Task to complete: Reproduce word for word the lines of the listing, starting with the line that contains "For each instance of the white" and continuing through the end of the listing. Omit the pictures from your answer.

Task inputs:
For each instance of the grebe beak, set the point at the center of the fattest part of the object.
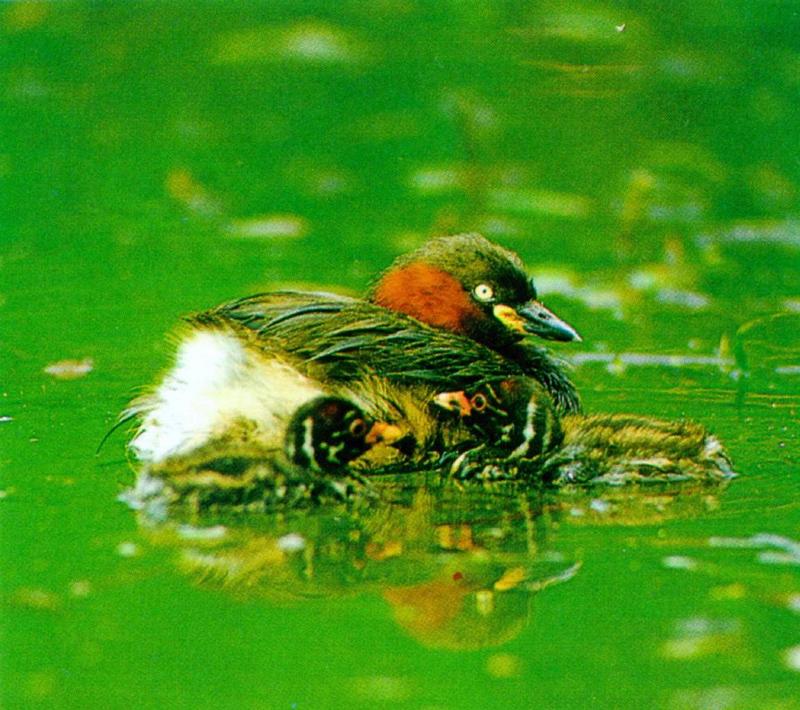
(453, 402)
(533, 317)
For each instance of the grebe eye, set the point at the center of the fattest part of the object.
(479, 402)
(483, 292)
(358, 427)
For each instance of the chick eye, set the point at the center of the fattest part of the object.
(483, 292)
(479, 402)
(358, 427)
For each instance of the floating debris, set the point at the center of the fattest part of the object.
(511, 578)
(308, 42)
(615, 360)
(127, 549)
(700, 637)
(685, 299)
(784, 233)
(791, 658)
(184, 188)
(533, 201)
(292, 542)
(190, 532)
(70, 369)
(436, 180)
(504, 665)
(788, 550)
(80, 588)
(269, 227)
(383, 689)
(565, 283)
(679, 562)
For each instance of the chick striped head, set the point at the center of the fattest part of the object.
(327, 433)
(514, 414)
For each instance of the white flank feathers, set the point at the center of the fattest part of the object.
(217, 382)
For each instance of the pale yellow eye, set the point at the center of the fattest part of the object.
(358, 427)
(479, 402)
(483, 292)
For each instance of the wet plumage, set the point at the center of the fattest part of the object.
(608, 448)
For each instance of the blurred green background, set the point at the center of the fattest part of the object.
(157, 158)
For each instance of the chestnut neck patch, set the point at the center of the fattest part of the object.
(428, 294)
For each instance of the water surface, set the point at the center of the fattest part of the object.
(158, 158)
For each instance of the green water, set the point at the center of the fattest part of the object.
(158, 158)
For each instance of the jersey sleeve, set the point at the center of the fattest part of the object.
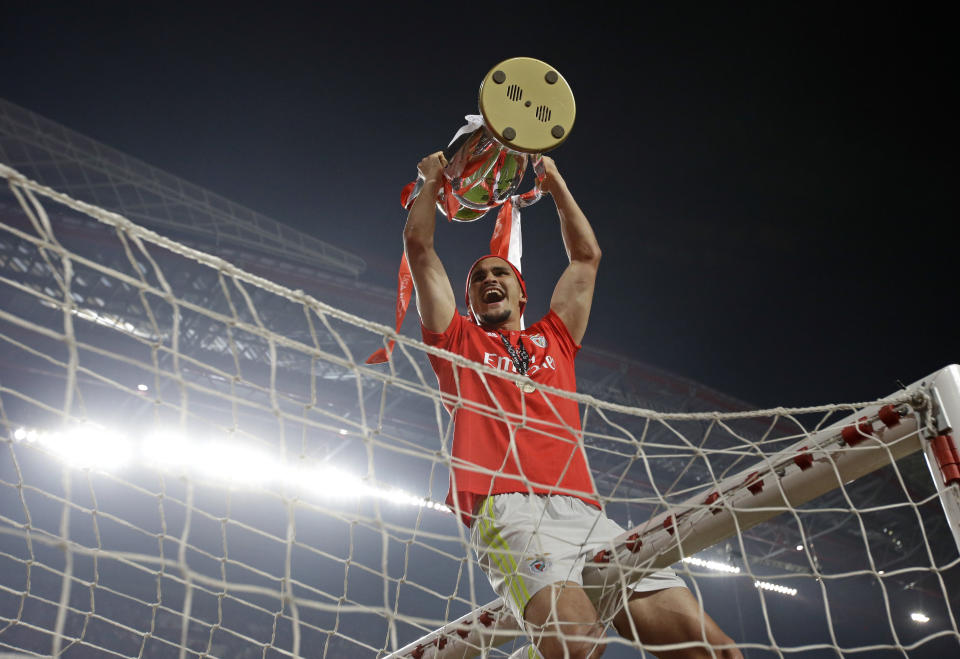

Result for this exercise:
For each instance of the white flank feathers, set the point at the center of the fattest part of the object.
(217, 382)
For each instance of the pale yellow eye, set the point at the center of the fattest part of the object.
(358, 427)
(479, 402)
(483, 292)
For each instance of the wet plumage, set the point at the center of the fattest part of the object.
(608, 448)
For each instance of the blurred green background, set the point at the center of the fattest part of the object.
(157, 158)
For each instance of the chestnut neck patch, set the point at the center of the fattest part of the object.
(428, 294)
For each instance of the water surface, set the point at the center of the fattest part of the object.
(158, 158)
For each instance of the green water, set the point at the center of the fattest part of the object.
(158, 158)
For each instance of the jersey sleeve, set the point at the center of the fattest part of the object.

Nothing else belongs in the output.